What to work on: Nothing should differ between your answer and the records below.

*** Begin section ***

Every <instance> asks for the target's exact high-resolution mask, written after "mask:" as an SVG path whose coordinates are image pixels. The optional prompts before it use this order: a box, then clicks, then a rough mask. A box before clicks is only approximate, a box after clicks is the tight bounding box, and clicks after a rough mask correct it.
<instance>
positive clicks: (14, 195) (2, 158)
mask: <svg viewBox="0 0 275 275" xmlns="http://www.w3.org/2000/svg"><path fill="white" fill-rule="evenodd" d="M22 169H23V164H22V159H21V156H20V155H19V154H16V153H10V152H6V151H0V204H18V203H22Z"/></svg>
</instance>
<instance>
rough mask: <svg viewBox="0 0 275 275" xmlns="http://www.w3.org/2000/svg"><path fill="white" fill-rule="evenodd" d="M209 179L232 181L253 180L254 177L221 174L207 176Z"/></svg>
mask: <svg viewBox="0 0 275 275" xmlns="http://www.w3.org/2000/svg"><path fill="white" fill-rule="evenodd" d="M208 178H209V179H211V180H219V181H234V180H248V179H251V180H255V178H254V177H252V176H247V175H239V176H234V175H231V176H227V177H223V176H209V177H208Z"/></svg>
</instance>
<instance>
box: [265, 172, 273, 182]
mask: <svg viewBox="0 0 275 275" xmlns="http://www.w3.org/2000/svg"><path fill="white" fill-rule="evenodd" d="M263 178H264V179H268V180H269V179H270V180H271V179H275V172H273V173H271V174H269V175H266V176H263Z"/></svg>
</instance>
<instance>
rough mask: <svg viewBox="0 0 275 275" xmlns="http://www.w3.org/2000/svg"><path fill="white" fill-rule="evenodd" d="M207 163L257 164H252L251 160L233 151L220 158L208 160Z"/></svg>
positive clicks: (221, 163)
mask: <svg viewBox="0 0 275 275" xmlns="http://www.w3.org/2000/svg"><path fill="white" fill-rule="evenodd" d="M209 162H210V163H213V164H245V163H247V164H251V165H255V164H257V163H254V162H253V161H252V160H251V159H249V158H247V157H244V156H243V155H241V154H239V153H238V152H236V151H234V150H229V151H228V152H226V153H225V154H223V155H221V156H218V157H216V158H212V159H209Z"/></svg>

*** End section ***

Answer:
Every <instance> asks for the target's exact high-resolution mask, written after "mask:" as an SVG path whose coordinates are image pixels. The optional prompts before it use this order: a box, then clicks, then a rough mask. A box before clicks is only approximate, a box after clicks is the tight bounding box, and clicks after a rough mask correct it.
<instance>
positive clicks: (14, 195) (2, 158)
mask: <svg viewBox="0 0 275 275" xmlns="http://www.w3.org/2000/svg"><path fill="white" fill-rule="evenodd" d="M22 169H23V164H22V159H21V156H20V155H19V154H16V153H10V152H6V151H0V204H18V203H22Z"/></svg>
</instance>
<instance>
rough mask: <svg viewBox="0 0 275 275" xmlns="http://www.w3.org/2000/svg"><path fill="white" fill-rule="evenodd" d="M209 179L232 181L253 180L254 177L221 174L207 176Z"/></svg>
mask: <svg viewBox="0 0 275 275" xmlns="http://www.w3.org/2000/svg"><path fill="white" fill-rule="evenodd" d="M208 178H209V179H211V180H219V181H234V180H248V179H251V180H255V178H254V177H252V176H247V175H239V176H234V175H231V176H227V177H223V176H209V177H208Z"/></svg>
</instance>
<instance>
box: [265, 172, 273, 182]
mask: <svg viewBox="0 0 275 275" xmlns="http://www.w3.org/2000/svg"><path fill="white" fill-rule="evenodd" d="M263 178H264V179H268V180H269V179H270V180H271V179H275V172H273V173H271V174H269V175H266V176H263Z"/></svg>
</instance>
<instance>
rough mask: <svg viewBox="0 0 275 275" xmlns="http://www.w3.org/2000/svg"><path fill="white" fill-rule="evenodd" d="M207 163L257 164H252L251 160L233 151L220 158L208 160Z"/></svg>
positive clicks: (221, 163)
mask: <svg viewBox="0 0 275 275" xmlns="http://www.w3.org/2000/svg"><path fill="white" fill-rule="evenodd" d="M209 162H210V163H213V164H245V163H247V164H251V165H255V164H257V163H254V162H253V161H252V160H251V159H249V158H247V157H244V156H243V155H241V154H239V153H238V152H236V151H234V150H229V151H228V152H226V153H225V154H223V155H221V156H218V157H216V158H212V159H209Z"/></svg>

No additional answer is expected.